ÉNONCÉ DE L'EXERCICE:
Recopiez intégralement, s'il vous plaît, le texte ci-dessous sur le FMI et la compétitivité de la France, sans rien y modifier.
=== TEXTE FOURNI ===
Par Baptiste Créteur.

Je ne suis pas un grand admirateur des économistes du FMI qui, quand ils avouent s’être trompés, n’en corrigent pas pour autant leurs erreurs. Mais force est de constater qu’ils ont parfois des raisonnements de bon sens.

Ainsi, ils jugent la pression fiscale en France trop élevée, ce qui impacte négativement la compétitivité et la croissance de notre beau pays décidément malaimé. Malaimé de la croissance, qui ne se montrera pas plus en 2013 que le soleil en mai : une récession de -0,2% si on considère que la dépense publique – 56% du PIB, une broutille – ne détruit pas de valeur. Et c’est une hypothèse forte.

Le FMI souligne le déficit de compétitivité coût et hors coût de la France. Comprenez : nous ne sommes pas seulement plus chers pour la même chose, mais incapables de proposer pour compenser des services aussi bons que ceux des voisins. La France n’innove plus, n’offre plus de services performants ni de biens de qualité – exceptions mises à part. L’exception française, aujourd’hui, ce sont les entreprises qui marchent et les individus qui prospèrent.

Deux problèmes structurels pèsent sur la compétitivité des entreprises françaises, rappelle le FMI : une «croissance des salaires réels» soutenue alors que les gains de productivité sont en baisse, et «l’augmentation de la charge fiscale» sur les entreprises.
=== DONNÉES EXTRAITES ===
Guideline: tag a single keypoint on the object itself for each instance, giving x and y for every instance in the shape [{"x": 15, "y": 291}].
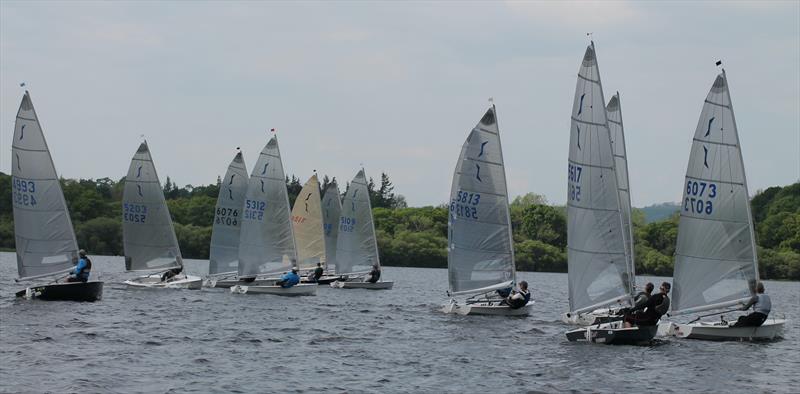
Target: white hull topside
[
  {"x": 362, "y": 285},
  {"x": 296, "y": 290},
  {"x": 723, "y": 331},
  {"x": 487, "y": 308},
  {"x": 154, "y": 282}
]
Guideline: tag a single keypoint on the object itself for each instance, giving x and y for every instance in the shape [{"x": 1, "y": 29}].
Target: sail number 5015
[
  {"x": 574, "y": 177},
  {"x": 699, "y": 196}
]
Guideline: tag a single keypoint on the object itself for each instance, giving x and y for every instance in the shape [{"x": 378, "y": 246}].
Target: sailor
[
  {"x": 651, "y": 311},
  {"x": 82, "y": 269},
  {"x": 761, "y": 304},
  {"x": 317, "y": 273},
  {"x": 640, "y": 299},
  {"x": 519, "y": 298},
  {"x": 171, "y": 273},
  {"x": 289, "y": 279},
  {"x": 375, "y": 274}
]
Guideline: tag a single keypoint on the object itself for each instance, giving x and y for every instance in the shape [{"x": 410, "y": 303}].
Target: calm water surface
[{"x": 354, "y": 341}]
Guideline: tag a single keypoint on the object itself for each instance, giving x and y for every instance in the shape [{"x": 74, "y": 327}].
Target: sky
[{"x": 395, "y": 86}]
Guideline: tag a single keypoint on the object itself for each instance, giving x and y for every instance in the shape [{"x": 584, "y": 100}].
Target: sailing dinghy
[
  {"x": 480, "y": 256},
  {"x": 266, "y": 241},
  {"x": 716, "y": 264},
  {"x": 599, "y": 250},
  {"x": 223, "y": 260},
  {"x": 356, "y": 244},
  {"x": 45, "y": 240},
  {"x": 147, "y": 232}
]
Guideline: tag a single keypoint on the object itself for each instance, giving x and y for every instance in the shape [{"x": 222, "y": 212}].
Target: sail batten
[
  {"x": 356, "y": 244},
  {"x": 44, "y": 237},
  {"x": 224, "y": 250},
  {"x": 480, "y": 251},
  {"x": 266, "y": 241},
  {"x": 598, "y": 253},
  {"x": 715, "y": 258},
  {"x": 148, "y": 235}
]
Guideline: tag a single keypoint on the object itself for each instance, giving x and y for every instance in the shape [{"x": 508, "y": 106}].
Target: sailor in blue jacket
[
  {"x": 289, "y": 279},
  {"x": 82, "y": 269}
]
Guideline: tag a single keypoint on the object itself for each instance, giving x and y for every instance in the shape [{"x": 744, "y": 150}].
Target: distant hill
[{"x": 656, "y": 212}]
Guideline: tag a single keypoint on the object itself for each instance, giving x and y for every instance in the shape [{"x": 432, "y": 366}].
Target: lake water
[{"x": 355, "y": 341}]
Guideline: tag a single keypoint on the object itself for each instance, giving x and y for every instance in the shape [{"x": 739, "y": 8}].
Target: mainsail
[
  {"x": 356, "y": 244},
  {"x": 331, "y": 210},
  {"x": 614, "y": 112},
  {"x": 596, "y": 251},
  {"x": 715, "y": 259},
  {"x": 147, "y": 233},
  {"x": 480, "y": 255},
  {"x": 45, "y": 240},
  {"x": 224, "y": 253},
  {"x": 309, "y": 233},
  {"x": 266, "y": 242}
]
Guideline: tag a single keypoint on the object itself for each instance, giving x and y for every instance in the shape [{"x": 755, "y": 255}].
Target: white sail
[
  {"x": 715, "y": 258},
  {"x": 147, "y": 233},
  {"x": 309, "y": 232},
  {"x": 266, "y": 242},
  {"x": 45, "y": 240},
  {"x": 480, "y": 254},
  {"x": 331, "y": 211},
  {"x": 617, "y": 130},
  {"x": 356, "y": 244},
  {"x": 595, "y": 242},
  {"x": 224, "y": 252}
]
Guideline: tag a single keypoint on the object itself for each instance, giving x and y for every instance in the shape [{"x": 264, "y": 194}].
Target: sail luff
[
  {"x": 597, "y": 261},
  {"x": 224, "y": 251},
  {"x": 715, "y": 255},
  {"x": 54, "y": 237}
]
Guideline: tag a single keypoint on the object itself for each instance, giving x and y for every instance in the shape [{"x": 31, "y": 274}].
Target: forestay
[
  {"x": 715, "y": 258},
  {"x": 480, "y": 255},
  {"x": 266, "y": 243},
  {"x": 617, "y": 132},
  {"x": 224, "y": 253},
  {"x": 331, "y": 210},
  {"x": 45, "y": 240},
  {"x": 595, "y": 242},
  {"x": 147, "y": 233},
  {"x": 309, "y": 232},
  {"x": 356, "y": 244}
]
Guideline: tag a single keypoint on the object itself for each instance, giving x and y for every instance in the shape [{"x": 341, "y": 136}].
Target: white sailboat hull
[
  {"x": 598, "y": 316},
  {"x": 487, "y": 308},
  {"x": 296, "y": 290},
  {"x": 154, "y": 282},
  {"x": 723, "y": 331},
  {"x": 362, "y": 285}
]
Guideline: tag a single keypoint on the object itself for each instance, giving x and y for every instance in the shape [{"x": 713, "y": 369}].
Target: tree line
===
SOLUTION DU PROBLÈME:
Par Baptiste Créteur.

Je ne suis pas un grand admirateur des économistes du FMI qui, quand ils avouent s’être trompés, n’en corrigent pas pour autant leurs erreurs. Mais force est de constater qu’ils ont parfois des raisonnements de bon sens.

Ainsi, ils jugent la pression fiscale en France trop élevée, ce qui impacte négativement la compétitivité et la croissance de notre beau pays décidément malaimé. Malaimé de la croissance, qui ne se montrera pas plus en 2013 que le soleil en mai : une récession de -0,2% si on considère que la dépense publique – 56% du PIB, une broutille – ne détruit pas de valeur. Et c’est une hypothèse forte.

Le FMI souligne le déficit de compétitivité coût et hors coût de la France. Comprenez : nous ne sommes pas seulement plus chers pour la même chose, mais incapables de proposer pour compenser des services aussi bons que ceux des voisins. La France n’innove plus, n’offre plus de services performants ni de biens de qualité – exceptions mises à part. L’exception française, aujourd’hui, ce sont les entreprises qui marchent et les individus qui prospèrent.

Deux problèmes structurels pèsent sur la compétitivité des entreprises françaises, rappelle le FMI : une «croissance des salaires réels» soutenue alors que les gains de productivité sont en baisse, et «l’augmentation de la charge fiscale» sur les entreprises.